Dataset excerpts
--------------------

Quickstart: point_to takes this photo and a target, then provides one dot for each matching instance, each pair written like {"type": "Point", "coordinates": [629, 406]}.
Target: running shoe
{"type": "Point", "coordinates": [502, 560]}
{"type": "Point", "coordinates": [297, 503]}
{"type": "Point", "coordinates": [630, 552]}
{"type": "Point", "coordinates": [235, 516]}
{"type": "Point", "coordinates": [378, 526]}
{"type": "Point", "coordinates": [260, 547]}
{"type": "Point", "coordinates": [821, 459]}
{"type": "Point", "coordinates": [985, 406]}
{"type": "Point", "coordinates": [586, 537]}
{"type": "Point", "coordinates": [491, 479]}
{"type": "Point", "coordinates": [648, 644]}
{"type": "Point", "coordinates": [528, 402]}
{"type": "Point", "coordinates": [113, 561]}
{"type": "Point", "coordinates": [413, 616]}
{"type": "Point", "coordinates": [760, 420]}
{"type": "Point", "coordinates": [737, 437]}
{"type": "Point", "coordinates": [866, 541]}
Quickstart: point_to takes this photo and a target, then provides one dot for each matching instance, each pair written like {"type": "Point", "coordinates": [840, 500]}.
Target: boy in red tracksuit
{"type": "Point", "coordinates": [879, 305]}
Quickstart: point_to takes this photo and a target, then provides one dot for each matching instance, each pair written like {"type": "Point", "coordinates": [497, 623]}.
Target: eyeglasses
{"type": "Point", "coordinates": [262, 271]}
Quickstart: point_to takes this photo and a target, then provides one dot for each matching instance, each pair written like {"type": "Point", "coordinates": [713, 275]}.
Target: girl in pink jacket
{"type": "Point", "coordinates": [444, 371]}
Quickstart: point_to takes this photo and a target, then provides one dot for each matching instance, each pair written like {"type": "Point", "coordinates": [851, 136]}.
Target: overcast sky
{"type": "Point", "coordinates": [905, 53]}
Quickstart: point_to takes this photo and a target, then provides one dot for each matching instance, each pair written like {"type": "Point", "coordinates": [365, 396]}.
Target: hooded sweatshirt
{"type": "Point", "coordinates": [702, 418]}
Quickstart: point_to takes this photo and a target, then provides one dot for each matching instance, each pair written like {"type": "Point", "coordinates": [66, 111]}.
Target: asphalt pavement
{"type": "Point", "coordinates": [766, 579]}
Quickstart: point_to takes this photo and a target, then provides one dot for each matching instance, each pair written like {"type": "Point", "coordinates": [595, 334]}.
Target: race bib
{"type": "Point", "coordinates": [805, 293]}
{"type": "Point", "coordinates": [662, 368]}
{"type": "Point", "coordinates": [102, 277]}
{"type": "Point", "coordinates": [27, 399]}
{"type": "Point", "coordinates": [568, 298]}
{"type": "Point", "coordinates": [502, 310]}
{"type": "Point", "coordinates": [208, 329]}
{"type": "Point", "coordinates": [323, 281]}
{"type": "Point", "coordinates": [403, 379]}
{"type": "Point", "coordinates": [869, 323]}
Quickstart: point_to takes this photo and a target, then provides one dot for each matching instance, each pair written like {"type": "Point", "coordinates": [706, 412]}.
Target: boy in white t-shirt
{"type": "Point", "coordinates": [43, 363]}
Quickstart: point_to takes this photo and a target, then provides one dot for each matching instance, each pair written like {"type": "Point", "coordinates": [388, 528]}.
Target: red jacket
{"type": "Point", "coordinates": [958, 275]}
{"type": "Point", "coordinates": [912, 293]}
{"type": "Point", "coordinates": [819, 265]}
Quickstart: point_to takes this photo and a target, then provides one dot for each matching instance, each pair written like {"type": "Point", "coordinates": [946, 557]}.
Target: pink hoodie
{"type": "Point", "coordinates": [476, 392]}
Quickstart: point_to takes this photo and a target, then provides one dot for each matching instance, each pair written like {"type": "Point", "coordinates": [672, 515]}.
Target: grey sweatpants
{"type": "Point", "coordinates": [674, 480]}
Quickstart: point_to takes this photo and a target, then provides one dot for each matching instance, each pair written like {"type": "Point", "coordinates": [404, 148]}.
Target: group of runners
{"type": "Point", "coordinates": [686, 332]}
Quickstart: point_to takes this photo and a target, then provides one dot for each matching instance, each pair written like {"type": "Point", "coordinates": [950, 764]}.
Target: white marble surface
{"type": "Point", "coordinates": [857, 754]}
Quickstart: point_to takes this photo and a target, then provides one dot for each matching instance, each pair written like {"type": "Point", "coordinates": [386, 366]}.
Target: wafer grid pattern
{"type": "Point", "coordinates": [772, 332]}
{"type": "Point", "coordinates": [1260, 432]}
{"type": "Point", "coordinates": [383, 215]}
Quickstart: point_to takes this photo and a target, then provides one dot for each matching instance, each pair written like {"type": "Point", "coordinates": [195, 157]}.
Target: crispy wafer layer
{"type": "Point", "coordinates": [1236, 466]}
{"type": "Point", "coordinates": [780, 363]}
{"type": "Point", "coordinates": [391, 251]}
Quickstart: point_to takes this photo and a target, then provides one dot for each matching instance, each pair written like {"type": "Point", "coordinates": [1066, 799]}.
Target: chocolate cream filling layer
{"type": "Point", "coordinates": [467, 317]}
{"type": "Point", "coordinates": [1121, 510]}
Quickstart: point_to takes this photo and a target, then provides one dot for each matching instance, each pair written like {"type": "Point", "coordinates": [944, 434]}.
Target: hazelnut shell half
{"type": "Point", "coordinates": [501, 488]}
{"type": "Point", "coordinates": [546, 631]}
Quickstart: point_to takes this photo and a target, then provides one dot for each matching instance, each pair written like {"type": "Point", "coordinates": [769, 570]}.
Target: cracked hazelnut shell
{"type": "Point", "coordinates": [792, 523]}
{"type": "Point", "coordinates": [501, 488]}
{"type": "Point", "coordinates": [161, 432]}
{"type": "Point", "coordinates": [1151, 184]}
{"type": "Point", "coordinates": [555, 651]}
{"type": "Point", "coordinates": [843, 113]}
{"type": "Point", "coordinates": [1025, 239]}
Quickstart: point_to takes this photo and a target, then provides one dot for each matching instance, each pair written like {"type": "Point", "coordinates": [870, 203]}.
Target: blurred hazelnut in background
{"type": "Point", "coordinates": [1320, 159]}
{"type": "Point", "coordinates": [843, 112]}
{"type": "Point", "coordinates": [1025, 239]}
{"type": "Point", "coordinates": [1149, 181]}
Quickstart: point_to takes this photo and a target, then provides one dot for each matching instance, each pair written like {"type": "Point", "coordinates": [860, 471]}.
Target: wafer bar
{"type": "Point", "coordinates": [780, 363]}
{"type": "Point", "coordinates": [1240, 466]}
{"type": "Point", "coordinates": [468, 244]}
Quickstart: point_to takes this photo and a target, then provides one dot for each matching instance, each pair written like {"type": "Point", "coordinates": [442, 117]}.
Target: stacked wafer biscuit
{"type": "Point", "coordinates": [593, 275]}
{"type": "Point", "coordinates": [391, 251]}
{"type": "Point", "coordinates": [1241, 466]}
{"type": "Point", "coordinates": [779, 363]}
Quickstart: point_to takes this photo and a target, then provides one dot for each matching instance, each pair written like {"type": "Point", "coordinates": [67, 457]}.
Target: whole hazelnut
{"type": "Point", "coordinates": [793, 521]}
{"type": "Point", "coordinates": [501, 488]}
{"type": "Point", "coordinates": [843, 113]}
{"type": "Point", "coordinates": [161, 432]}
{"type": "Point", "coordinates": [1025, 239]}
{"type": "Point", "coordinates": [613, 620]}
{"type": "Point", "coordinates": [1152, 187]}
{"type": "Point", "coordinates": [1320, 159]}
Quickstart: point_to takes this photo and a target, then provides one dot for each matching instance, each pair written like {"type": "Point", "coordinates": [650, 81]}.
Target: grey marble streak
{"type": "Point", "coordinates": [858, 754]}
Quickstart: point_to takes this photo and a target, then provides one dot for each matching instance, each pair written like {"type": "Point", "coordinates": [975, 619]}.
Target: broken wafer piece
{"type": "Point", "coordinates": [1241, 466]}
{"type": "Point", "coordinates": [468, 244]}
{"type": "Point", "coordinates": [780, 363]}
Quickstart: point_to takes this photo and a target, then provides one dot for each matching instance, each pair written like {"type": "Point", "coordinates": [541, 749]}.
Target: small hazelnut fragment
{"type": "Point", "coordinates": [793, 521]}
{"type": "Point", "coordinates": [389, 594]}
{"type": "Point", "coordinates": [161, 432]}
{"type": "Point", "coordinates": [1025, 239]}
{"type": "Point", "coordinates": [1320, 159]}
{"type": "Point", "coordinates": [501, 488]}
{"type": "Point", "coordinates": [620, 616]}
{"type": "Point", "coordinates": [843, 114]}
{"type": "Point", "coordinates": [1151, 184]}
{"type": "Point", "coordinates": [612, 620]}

--------------------

- **REQUIRED WORK**: Would you retype the lines of the data above, from the one holding "Target: grey marble streak" through its final line, exactly and without adding any other line?

- **ANSWER TO THIS TASK**:
Target: grey marble streak
{"type": "Point", "coordinates": [858, 754]}
Quickstart: point_to takes this photo and a target, then provides one dot for each matching instance, each pair written like {"type": "Point", "coordinates": [975, 619]}.
Target: broken wafer piece
{"type": "Point", "coordinates": [1241, 466]}
{"type": "Point", "coordinates": [468, 244]}
{"type": "Point", "coordinates": [780, 363]}
Quickstart: point_to takes this photo and a target, then provides one dot for each matching instance, each pair written like {"type": "Point", "coordinates": [541, 749]}.
Target: small hazelnut fragment
{"type": "Point", "coordinates": [793, 521]}
{"type": "Point", "coordinates": [389, 594]}
{"type": "Point", "coordinates": [161, 432]}
{"type": "Point", "coordinates": [1025, 239]}
{"type": "Point", "coordinates": [1320, 159]}
{"type": "Point", "coordinates": [501, 488]}
{"type": "Point", "coordinates": [620, 616]}
{"type": "Point", "coordinates": [843, 114]}
{"type": "Point", "coordinates": [1151, 184]}
{"type": "Point", "coordinates": [612, 620]}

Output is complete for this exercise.